Set down all of the data exactly as it appears.

* begin RECORDS PROVIDED *

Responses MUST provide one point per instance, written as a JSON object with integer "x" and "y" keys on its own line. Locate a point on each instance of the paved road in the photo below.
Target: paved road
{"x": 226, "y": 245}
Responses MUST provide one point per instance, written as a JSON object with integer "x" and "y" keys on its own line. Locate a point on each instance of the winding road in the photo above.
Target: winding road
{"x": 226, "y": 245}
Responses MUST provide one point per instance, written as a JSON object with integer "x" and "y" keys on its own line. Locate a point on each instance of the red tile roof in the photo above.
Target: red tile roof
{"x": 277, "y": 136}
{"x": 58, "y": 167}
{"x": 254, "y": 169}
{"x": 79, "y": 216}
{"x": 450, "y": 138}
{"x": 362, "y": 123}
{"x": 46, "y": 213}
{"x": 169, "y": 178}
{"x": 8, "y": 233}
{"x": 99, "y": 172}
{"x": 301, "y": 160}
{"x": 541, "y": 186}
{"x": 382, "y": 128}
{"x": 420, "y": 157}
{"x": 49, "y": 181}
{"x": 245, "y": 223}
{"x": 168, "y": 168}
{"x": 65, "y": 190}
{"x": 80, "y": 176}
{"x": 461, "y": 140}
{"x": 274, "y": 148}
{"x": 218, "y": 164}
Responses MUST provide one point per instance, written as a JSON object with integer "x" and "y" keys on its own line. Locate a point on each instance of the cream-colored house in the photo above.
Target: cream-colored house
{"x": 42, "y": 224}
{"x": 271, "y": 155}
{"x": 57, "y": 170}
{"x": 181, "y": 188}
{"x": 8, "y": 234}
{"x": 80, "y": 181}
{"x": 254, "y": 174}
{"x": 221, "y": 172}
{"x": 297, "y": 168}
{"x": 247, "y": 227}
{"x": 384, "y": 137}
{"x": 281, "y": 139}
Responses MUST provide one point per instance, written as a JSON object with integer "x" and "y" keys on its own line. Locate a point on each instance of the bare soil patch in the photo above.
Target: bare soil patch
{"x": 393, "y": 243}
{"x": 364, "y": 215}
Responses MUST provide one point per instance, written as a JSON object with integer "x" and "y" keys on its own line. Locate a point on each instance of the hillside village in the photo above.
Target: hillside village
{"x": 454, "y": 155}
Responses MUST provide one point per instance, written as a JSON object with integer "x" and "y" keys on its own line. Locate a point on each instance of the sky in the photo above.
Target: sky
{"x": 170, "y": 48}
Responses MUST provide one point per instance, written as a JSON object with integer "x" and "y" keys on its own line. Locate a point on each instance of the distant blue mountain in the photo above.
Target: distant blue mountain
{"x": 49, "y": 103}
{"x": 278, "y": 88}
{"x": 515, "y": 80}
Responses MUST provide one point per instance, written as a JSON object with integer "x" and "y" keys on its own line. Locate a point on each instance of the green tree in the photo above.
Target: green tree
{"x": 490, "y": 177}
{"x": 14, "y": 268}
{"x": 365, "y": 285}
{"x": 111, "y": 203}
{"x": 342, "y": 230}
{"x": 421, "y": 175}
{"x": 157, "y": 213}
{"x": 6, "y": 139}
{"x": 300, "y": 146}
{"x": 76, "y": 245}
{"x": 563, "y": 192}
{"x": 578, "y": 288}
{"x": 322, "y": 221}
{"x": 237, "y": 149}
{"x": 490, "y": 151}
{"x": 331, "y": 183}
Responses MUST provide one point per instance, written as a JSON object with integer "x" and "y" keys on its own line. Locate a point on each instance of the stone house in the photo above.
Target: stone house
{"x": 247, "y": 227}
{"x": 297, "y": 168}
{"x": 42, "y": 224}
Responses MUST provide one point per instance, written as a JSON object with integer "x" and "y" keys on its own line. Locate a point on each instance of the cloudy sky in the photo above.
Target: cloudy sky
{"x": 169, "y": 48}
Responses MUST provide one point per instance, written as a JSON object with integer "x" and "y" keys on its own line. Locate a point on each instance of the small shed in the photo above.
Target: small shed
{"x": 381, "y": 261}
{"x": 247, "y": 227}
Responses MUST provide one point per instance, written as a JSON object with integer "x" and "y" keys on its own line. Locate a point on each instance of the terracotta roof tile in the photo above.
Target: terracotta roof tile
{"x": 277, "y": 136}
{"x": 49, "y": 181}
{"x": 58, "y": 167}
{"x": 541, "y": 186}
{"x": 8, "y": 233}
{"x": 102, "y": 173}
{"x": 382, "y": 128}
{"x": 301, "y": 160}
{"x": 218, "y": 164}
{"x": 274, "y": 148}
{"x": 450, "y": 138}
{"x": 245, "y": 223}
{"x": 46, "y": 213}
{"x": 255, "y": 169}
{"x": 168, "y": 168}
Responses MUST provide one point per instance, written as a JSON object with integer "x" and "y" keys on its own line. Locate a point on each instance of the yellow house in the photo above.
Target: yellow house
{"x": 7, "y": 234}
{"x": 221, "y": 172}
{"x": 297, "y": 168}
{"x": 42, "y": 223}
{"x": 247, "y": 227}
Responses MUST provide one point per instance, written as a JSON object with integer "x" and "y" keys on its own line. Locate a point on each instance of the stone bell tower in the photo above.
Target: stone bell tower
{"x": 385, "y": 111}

* end RECORDS PROVIDED *

SOLUTION TO THIS TASK ▸
Responses MUST provide one point per instance, written as a JSON object with integer "x" and "y" keys on its own line. Locate a point on each instance of the paved road in the photo below.
Target: paved road
{"x": 226, "y": 245}
Responses MUST provide one point per instance, written as a JSON object with integer "x" and "y" keys on its own line. Locate a point on each instance of the winding road in the photo above.
Target: winding road
{"x": 226, "y": 245}
Responses MUST provide one point per instance, written as a JSON object with integer "x" and "y" keys on its own line. Locate a point on each instance of the red tile roof in the photo above.
Target: red tile roof
{"x": 277, "y": 136}
{"x": 58, "y": 167}
{"x": 254, "y": 169}
{"x": 79, "y": 216}
{"x": 450, "y": 138}
{"x": 362, "y": 123}
{"x": 46, "y": 213}
{"x": 169, "y": 178}
{"x": 8, "y": 233}
{"x": 99, "y": 172}
{"x": 301, "y": 160}
{"x": 541, "y": 186}
{"x": 382, "y": 128}
{"x": 420, "y": 157}
{"x": 49, "y": 181}
{"x": 245, "y": 223}
{"x": 168, "y": 168}
{"x": 65, "y": 190}
{"x": 80, "y": 176}
{"x": 461, "y": 140}
{"x": 274, "y": 148}
{"x": 218, "y": 164}
Responses MUST provide one point per instance, written as a JSON object with integer "x" and "y" keys on its own line. Locate a point on each instance of the cream-colored house in the photo above.
Target: cream-colored house
{"x": 42, "y": 224}
{"x": 271, "y": 155}
{"x": 57, "y": 170}
{"x": 181, "y": 188}
{"x": 8, "y": 234}
{"x": 80, "y": 181}
{"x": 254, "y": 174}
{"x": 221, "y": 172}
{"x": 297, "y": 168}
{"x": 247, "y": 227}
{"x": 384, "y": 137}
{"x": 281, "y": 139}
Responses MUST provide one point per instance, written as a JSON object with integer "x" and "y" keys on its own line. Locate a point on each instance of the bare soil patch in the photo above.
Target: bare soil patch
{"x": 393, "y": 243}
{"x": 364, "y": 215}
Responses MUST provide one point per instance, written as a JSON object with integer "x" and "y" keys on its own line. Locate a point on each instance of the hillside village in the photo above.
Target: hillside village
{"x": 454, "y": 155}
Responses MUST provide one point per instance, written as a JSON object with integer "x" and "y" keys on its own line. Locate a point on each instance of the sky in the photo above.
Target: sky
{"x": 170, "y": 48}
Responses MUST provide one point per instance, written as a JSON object with integer "x" and "y" keys on its own line. Locate a point on each instance of the distant blue mountain in the photo above.
Target: distant blue mountain
{"x": 49, "y": 103}
{"x": 278, "y": 88}
{"x": 515, "y": 80}
Responses MUST provide one point per instance, written as a JSON object with integer "x" and "y" keys on its own line. Locate a point on each instance of the green tree in the photo above.
Target: green tree
{"x": 490, "y": 177}
{"x": 14, "y": 268}
{"x": 365, "y": 285}
{"x": 111, "y": 203}
{"x": 342, "y": 230}
{"x": 421, "y": 175}
{"x": 157, "y": 213}
{"x": 6, "y": 139}
{"x": 300, "y": 146}
{"x": 76, "y": 245}
{"x": 563, "y": 192}
{"x": 578, "y": 288}
{"x": 322, "y": 221}
{"x": 237, "y": 149}
{"x": 490, "y": 151}
{"x": 331, "y": 183}
Responses MUST provide one point per instance, written as a JSON object with integer "x" and "y" keys on its own line. Locate a point on each instance of the stone house in the photo above.
Target: stone house
{"x": 247, "y": 227}
{"x": 297, "y": 168}
{"x": 42, "y": 224}
Responses MUST provide one point per instance, written as a JSON object with integer "x" and "y" keys on its own line. Locate a point on each instance of the cloudy sky in the photo above.
Target: cloudy sky
{"x": 169, "y": 48}
Responses MUST provide one point per instance, written as a JSON object with integer "x" and "y" keys on its own line. Locate a point on each instance of the small shed in the photo above.
Target: small shed
{"x": 381, "y": 261}
{"x": 247, "y": 227}
Responses MUST provide one point per instance, written as a JSON object with integer "x" and "y" keys on its own line. Locate a point on each instance of the terracotta roof tile in the photo above.
Target: terracotta roof tile
{"x": 277, "y": 136}
{"x": 49, "y": 181}
{"x": 58, "y": 167}
{"x": 541, "y": 186}
{"x": 8, "y": 233}
{"x": 102, "y": 173}
{"x": 382, "y": 128}
{"x": 301, "y": 160}
{"x": 218, "y": 164}
{"x": 274, "y": 148}
{"x": 450, "y": 138}
{"x": 245, "y": 223}
{"x": 46, "y": 213}
{"x": 255, "y": 169}
{"x": 168, "y": 168}
Responses MUST provide one point per instance, written as a JSON object with integer "x" and "y" keys on its own line. Locate a point on each instance of the yellow house in the photo above.
Target: yellow house
{"x": 7, "y": 234}
{"x": 221, "y": 172}
{"x": 297, "y": 168}
{"x": 42, "y": 223}
{"x": 247, "y": 227}
Responses MUST provide one point per instance, written as a JSON object with integer "x" and "y" keys on its own line. Locate a point on each instance of the stone bell tower in the photo above.
Target: stone bell tower
{"x": 385, "y": 111}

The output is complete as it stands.